In a preferred embodiment of the invention the silane B has the following structure according to formula B-II):

• • i.e. (EtO)₃Si—(CH₂)₃—S—(CH₂)₆—S—(CH₂)₃—Si(OEt)₃.

Particularly optimized handling and braking predictors are achieved with a silane according to formula B-II).

It is also conceivable for the rubber mixture according to the invention to comprise a mixture of two silanes of formula B-I), for example B-II) with a further silane of formula B-I).

The total amount of silanes B present that conform to formula B-I) is in each case 0.5 to 30 phf, preferably 0.5 to 20 phf, particularly preferably 0.5 to 10 phf.

Especially the preferred and particularly preferred amounts and embodiments of the silanes A and B result in very good properties in terms of handling and braking predictors.

It is particularly preferable when the molar ratio of silanes A present to silanes B present is 20:80 to 90:10, preferably 55:45 to 70:30.

The rubber mixture can further comprise customary additives in customary parts by weight which are added preferably in at least one primary mixing stage during the production of said mixture. These additives include

• • a) aging stabilizers such as for example diamines, such as N-phenyl-N′-(1,3-dimethylbutyl)-p-phenylenediamine (6PPD), N,N′-diphenyl-p-phenylenediamine (DPPD), N,N′-ditolyl-p-phenylenediamine (DTPD), N-(1,4-dimethylpentyl)-N′-phenyl-p-phenylenediamine (7PPD), N-isopropyl-N′-phenyl-p-phenylenediamine (IPPD), or dihydroquinolines, such as 2,2,4-trimethyl-1,2-dihydroquinoline (TMQ),
  • b) activators, for example zinc oxide and fatty acids (e.g. stearic acid) and/or other activators, such as zinc complexes, for example zinc ethylhexanoate,
  • c) activators and/or agents for binding fillers, in particular carbon black, for example S-(3-aminopropyl)thiosulfuric acid and/or metal salts thereof (binding to carbon black),
  • d) antiozonant waxes,
  • e) resins, especially tackifying resins for internal tire components,
  • f) masticating aids, for example 2,2′-dibenzamidodiphenyl disulfide (DBD), and
  • g) processing aids, such as in particular fatty acid esters and metal soaps, for example zinc soaps and/or calcium soaps,
  • h) plasticizers, such as in particular aromatic, naphthenic or paraffinic mineral oil plasticizers, for example MES (mild extraction solvate) or RAE (residual aromatic extract) or TDAE (treated distillate aromatic extract), or rubber-to-liquid oils (RTL) or biomass-to-liquid oils (BTL) preferably having a content of polycyclic aromatics of less than 3% by weight according to method IP 346 or triglycerides, for example rapeseed oil or factices or hydrocarbon resins.

* [Exercise prompt]
Answer these questions from the rubber mixture excerpt:
(a) What preferred molar ratio of silanes A to silanes B does it give?
(b) Which masticating aid does it name as an example?
(c) What is the particularly preferred total amount of silanes B conforming to formula B-I)?

* [Material provided]
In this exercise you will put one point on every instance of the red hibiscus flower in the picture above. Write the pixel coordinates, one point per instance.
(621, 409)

* [Correct answer]
(a) 55:45 to 70:30
(b) 2,2′-dibenzamidodiphenyl disulfide (DBD)
(c) 0.5 to 10 phf